## What to produce:
Print the whole listing below again, exactly as given.
::: Input data :::
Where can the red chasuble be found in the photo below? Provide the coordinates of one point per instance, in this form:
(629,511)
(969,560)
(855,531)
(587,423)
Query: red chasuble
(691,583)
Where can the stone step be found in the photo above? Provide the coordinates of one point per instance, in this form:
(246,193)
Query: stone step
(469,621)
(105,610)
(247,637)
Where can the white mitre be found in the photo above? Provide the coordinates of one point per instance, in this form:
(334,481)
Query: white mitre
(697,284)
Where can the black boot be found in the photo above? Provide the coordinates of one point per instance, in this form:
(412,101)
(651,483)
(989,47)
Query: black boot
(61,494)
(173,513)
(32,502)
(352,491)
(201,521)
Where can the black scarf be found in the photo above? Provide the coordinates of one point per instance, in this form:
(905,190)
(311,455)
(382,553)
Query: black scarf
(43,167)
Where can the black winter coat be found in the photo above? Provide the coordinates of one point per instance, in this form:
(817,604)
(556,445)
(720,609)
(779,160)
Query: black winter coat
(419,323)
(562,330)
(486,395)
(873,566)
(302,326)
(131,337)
:::
## Output below:
Where can the red chasuble be found in the photo below? Provide the coordinates of one point per instance, in this form:
(629,511)
(969,560)
(855,531)
(587,423)
Query: red chasuble
(691,583)
Where can the stone step be found in the photo above? Provide the coordinates of one point per instance, in this form:
(246,193)
Query: stone step
(469,621)
(105,610)
(247,637)
Where can the white mitre be found in the photo above? Provide the coordinates of one point per instance, in this form:
(334,481)
Query: white mitre
(697,284)
Where can the black boot be found in the photo above? Provide the coordinates of one point per instance, in this form:
(412,101)
(651,483)
(989,47)
Query: black boot
(61,494)
(173,513)
(32,502)
(352,491)
(201,521)
Where can the black scarf be found in the photo above? Provide the coordinates of one point per instance, in this form:
(905,190)
(311,455)
(382,553)
Query: black scarf
(43,167)
Where can the black winter coat be found in the photo above? Provide the coordinates of one point per instance, in this form:
(817,604)
(556,445)
(720,609)
(779,160)
Query: black winter coat
(419,323)
(562,330)
(486,395)
(873,566)
(302,326)
(131,337)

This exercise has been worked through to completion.